╭─ ПРЕДОСТАВЛЕННЫЙ ФРАГМЕНТ

Однако сильное присутствие этих структур предопределяло лишь появление патрональных режимов, а не то, какими они будут – демократическими или автократическими. Патрональный режим может быть «однопирамидальным», т. е. иметь одну доминирующую патрональную сеть, подчинившую, изолировавшую или ликвидировавшую все остальные сети, или «мультипирамидальным», в рамках которого конкурирует ряд сетей, имеющих примерно равное влияние, – ни одна из них не имеет достаточного могущества, чтобы доминировать над остальными. В сторону какого из этих типов двигалась страна после крушения коммунизма, зависело в основном от двух факторов. Во-первых, на институциональном уровне, от наличия разделенной исполнительной власти и пропорциональной избирательной системы. Существование этих элементов препятствует концентрации власти, а значит, и образованию однопирамидальных систем, в то время как их отсутствие весьма способствует установлению автократии. Фактор прочных связей с Западом и западного влияния, известный нам из гибридологии, также способствовал развитию некоторых стран региона по демократическому пути, в основном за счет поддержки демократии со стороны США, притока иностранного капитала и условий для вступления в ЕС. После вступления, однако, эта система условий утратила свой дисциплинирующий характер, и даже до этого она обеспечила утверждение либеральной демократии лишь в тех странах, где влияние жестких структур было слабым. Там, где патрональное наследие преобладало, связи с Западом и его влияние порождали скорее различные техники имитации, нежели реальную демократизацию.

Понимание посткоммунистического региона требует новой типологии, которая одновременно отражает порядок сопряжения политических институтов и жестких структур, а также порядок экономических и социальных отношений после смены режима. Удвоив три основных типа режима, выделенных Яношем Корнаи (демократию, автократию, диктатуру), мы определяем шесть «идеальных» типов режима: либеральную демократию западного образца, основанную на плюралистической власти и преобладании формальных институтов (как, например, в Эстонии); патрональную демократию, основанную на плюралистской конкуренции патрон-клиентских сетей (например, в Украине и Румынии); патрональную автократию с преобладанием однопирамидальной патрональной сети, подавляющей плюрализм и формирующей неограниченную неформальную власть главного патрона в политической и экономической сферах (например, в Венгрии и России); консервативную автократию, при которой патрональность охватывает политическую, но не экономическую сферу (например, в Польше); коммунистическую диктатуру, где слияние политики и экономики осуществляется посредством классической бюрократической патрональной сети (например, в СССР до 1989 года); и, наконец, диктатуру с использованием рынка (например, в Китае), где поддерживается однопартийная система, но в разных формах существует рыночная экономика. Эти шесть идеальных типов позволяют нам очертить треугольное концептуальное пространство, в котором можно разместить страны региона (график 1).

╰─
╭─ ИСХОДНЫЕ ДАННЫЕ

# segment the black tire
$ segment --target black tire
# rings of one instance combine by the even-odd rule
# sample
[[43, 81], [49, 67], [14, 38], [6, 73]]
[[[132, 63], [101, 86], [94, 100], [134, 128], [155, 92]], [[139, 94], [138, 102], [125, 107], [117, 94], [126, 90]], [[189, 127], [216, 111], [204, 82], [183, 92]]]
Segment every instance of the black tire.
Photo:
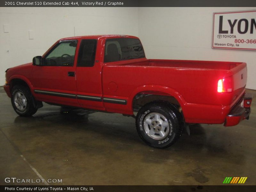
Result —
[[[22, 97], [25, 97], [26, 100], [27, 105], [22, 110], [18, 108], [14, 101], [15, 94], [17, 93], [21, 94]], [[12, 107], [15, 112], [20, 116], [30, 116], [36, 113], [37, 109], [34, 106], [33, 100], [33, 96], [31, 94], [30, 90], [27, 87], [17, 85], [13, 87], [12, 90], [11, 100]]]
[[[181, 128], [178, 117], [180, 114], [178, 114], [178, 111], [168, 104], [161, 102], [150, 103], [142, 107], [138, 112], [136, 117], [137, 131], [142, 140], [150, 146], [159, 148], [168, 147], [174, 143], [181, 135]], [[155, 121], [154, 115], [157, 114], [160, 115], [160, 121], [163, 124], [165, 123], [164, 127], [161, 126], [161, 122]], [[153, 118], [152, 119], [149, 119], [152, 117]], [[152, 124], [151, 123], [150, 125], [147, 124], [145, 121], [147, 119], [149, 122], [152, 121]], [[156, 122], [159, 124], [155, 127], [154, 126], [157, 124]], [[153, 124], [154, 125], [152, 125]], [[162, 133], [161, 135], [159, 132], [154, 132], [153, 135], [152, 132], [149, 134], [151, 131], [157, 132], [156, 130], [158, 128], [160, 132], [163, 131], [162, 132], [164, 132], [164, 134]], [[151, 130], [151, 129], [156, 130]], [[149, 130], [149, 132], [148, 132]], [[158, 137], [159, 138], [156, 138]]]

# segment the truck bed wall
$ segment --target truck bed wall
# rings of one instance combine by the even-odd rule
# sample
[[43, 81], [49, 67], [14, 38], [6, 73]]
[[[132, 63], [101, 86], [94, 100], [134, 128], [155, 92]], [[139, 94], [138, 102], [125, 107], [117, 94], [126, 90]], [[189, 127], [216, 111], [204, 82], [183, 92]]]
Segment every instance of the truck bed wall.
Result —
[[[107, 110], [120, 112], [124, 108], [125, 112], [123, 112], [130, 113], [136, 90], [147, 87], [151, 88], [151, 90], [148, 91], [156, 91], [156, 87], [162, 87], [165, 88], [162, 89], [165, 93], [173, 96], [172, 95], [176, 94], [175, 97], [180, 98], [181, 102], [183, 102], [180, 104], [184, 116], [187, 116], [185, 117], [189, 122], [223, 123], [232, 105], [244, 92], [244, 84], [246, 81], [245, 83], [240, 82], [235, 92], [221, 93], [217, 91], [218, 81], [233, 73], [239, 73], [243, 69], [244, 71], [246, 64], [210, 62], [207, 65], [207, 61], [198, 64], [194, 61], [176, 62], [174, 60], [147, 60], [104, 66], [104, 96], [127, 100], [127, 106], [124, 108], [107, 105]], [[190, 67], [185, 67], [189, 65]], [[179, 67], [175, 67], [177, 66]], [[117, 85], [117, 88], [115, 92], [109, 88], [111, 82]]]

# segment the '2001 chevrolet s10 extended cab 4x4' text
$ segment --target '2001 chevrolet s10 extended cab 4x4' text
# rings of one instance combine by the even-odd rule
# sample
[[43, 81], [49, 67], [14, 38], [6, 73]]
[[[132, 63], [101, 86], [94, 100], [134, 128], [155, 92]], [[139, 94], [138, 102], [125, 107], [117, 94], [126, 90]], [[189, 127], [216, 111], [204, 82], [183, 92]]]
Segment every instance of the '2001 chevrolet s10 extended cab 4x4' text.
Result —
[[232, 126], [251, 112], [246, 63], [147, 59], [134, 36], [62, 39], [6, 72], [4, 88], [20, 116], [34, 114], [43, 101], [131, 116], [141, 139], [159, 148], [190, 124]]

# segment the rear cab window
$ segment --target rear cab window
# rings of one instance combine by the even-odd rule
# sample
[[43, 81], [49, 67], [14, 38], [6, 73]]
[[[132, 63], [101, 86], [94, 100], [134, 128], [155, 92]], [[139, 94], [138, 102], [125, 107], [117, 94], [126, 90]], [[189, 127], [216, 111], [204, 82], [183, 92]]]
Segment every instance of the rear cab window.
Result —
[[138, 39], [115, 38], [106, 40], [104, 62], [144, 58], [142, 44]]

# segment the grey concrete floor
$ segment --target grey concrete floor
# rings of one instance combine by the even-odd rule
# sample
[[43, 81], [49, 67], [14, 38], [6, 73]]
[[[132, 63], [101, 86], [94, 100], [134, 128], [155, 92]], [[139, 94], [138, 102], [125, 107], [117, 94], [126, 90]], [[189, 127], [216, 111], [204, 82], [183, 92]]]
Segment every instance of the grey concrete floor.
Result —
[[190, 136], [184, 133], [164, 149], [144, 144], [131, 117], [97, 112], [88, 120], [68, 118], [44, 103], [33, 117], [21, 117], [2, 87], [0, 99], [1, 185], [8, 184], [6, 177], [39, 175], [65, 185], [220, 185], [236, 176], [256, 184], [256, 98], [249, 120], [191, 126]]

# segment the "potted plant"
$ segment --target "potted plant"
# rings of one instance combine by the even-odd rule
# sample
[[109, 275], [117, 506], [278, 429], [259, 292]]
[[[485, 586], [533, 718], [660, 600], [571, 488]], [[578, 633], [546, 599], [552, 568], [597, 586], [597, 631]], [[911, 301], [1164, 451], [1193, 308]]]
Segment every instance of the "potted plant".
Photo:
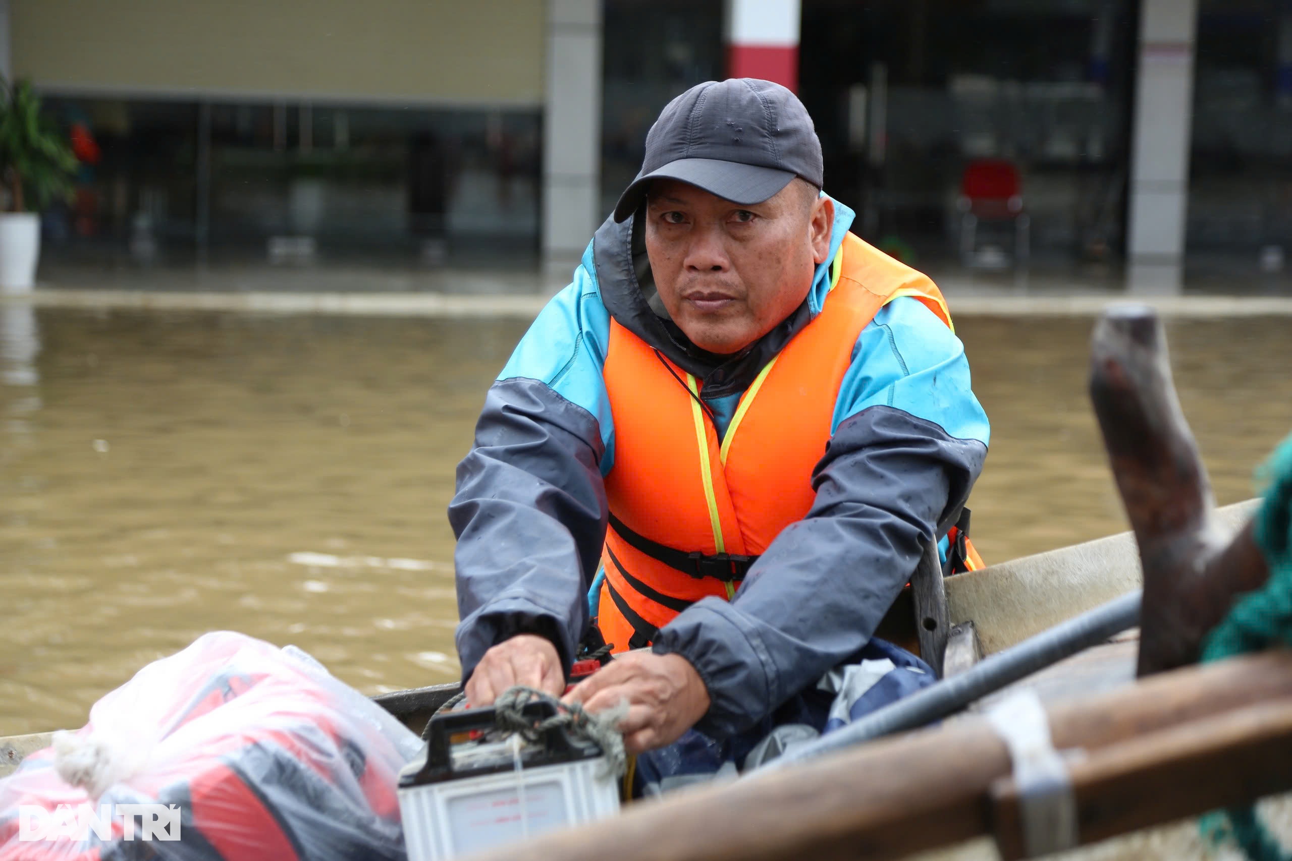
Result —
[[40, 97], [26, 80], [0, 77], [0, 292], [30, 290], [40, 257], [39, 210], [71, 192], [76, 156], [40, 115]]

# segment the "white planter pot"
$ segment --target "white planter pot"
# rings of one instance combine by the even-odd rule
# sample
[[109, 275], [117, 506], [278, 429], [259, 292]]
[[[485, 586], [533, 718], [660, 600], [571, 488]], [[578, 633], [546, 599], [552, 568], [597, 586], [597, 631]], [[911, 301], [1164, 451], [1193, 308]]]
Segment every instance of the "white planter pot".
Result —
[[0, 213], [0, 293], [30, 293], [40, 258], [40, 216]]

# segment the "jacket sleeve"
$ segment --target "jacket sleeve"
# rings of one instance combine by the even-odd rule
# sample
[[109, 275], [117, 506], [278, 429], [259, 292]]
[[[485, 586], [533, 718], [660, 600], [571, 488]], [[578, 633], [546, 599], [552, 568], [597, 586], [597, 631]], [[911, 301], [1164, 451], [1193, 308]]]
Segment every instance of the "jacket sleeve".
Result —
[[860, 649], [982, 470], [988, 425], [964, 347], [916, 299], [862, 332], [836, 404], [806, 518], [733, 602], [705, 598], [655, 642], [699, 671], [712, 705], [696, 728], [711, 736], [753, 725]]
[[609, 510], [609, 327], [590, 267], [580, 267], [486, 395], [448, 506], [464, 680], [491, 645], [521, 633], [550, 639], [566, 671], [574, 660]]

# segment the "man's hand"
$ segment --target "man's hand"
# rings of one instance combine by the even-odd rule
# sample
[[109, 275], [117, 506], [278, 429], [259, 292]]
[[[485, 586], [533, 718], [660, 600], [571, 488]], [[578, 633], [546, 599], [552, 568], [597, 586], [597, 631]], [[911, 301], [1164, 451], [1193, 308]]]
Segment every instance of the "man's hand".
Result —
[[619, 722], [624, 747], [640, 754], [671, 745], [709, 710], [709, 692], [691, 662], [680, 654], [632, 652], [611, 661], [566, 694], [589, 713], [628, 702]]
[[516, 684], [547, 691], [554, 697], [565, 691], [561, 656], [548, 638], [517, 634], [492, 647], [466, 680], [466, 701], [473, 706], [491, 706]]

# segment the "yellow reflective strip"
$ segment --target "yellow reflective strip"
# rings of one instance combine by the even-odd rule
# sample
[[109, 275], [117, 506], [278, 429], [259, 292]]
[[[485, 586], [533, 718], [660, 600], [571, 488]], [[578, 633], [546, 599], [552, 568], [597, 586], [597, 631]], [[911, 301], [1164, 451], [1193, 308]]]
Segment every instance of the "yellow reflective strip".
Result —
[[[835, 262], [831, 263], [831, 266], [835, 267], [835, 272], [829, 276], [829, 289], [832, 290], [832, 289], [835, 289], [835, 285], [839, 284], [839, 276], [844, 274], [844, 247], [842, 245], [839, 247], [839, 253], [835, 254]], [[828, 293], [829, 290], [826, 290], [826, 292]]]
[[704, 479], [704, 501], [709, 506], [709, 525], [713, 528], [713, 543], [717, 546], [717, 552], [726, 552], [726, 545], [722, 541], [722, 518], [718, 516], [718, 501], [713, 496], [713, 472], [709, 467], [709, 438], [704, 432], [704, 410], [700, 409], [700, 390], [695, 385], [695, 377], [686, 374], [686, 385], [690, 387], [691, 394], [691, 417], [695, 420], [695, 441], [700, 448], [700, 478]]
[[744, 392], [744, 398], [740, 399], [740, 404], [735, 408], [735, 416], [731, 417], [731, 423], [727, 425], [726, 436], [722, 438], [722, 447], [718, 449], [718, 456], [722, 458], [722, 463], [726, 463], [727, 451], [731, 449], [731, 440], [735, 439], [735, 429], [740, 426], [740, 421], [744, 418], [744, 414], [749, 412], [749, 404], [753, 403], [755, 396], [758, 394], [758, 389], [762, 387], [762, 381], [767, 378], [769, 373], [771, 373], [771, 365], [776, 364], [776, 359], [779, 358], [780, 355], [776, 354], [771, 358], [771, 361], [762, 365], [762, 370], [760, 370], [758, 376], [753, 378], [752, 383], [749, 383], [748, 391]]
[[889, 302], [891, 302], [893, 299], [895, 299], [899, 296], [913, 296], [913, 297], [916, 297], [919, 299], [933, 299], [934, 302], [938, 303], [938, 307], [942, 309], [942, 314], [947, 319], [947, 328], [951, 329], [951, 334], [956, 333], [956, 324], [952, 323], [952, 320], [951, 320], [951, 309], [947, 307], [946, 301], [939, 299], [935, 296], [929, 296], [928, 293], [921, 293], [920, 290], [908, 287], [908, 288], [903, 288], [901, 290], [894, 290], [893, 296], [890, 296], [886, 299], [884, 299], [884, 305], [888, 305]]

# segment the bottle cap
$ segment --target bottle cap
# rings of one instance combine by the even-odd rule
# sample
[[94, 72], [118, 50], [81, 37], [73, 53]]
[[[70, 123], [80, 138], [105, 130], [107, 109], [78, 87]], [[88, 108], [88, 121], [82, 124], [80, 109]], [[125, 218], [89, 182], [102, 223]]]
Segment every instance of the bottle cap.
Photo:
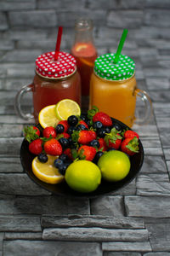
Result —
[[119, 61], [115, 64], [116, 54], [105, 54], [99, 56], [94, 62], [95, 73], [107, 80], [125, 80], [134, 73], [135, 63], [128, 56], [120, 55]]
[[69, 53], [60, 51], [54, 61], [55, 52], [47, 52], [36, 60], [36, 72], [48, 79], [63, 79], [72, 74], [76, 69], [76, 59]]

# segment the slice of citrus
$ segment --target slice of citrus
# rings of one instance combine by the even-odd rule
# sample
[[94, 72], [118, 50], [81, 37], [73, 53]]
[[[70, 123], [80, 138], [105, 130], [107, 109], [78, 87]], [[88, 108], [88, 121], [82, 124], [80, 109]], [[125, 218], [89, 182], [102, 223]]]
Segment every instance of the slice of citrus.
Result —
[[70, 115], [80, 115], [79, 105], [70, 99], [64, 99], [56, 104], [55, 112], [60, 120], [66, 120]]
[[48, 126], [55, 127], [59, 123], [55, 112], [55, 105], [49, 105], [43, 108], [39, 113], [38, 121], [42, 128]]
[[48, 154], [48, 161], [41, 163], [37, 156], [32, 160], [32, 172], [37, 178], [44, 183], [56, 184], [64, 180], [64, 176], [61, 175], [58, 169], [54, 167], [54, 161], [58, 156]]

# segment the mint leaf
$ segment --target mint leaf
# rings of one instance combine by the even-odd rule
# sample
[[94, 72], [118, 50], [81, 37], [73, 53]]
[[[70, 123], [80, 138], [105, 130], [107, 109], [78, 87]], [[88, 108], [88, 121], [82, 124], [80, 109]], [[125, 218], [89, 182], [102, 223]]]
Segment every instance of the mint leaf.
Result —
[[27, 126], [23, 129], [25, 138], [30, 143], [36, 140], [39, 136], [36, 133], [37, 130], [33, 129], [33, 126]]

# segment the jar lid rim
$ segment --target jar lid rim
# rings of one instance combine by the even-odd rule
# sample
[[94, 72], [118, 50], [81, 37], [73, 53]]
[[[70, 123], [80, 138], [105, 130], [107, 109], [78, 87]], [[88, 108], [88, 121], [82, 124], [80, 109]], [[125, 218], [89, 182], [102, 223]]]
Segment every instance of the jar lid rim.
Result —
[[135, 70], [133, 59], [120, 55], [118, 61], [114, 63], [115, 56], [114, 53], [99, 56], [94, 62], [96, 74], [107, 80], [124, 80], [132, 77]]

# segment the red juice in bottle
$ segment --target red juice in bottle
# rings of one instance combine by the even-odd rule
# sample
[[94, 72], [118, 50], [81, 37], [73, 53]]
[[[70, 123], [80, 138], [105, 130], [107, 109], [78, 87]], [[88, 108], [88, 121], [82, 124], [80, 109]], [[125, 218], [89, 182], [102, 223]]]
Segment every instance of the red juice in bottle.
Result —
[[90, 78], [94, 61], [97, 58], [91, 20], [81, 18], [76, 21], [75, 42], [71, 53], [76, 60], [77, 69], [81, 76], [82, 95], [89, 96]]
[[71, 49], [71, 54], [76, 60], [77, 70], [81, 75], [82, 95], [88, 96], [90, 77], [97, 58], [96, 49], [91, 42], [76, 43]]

╰─

= ЧТО СДЕЛАТЬ =
1. Наличие каких двух элементов институционального уровня, согласно предоставленному фрагменту, препятствует концентрации власти?
2. Перечислите все шесть «идеальных» типов режима, которые определены в предоставленном фрагменте.

= ИТОГОВЫЕ РЕЗУЛЬТАТЫ =
1. Разделенной исполнительной власти и пропорциональной избирательной системы.

2.
1. Либеральная демократия западного образца
2. Патрональная демократия
3. Патрональная автократия
4. Консервативная автократия
5. Коммунистическая диктатура
6. Диктатура с использованием рынка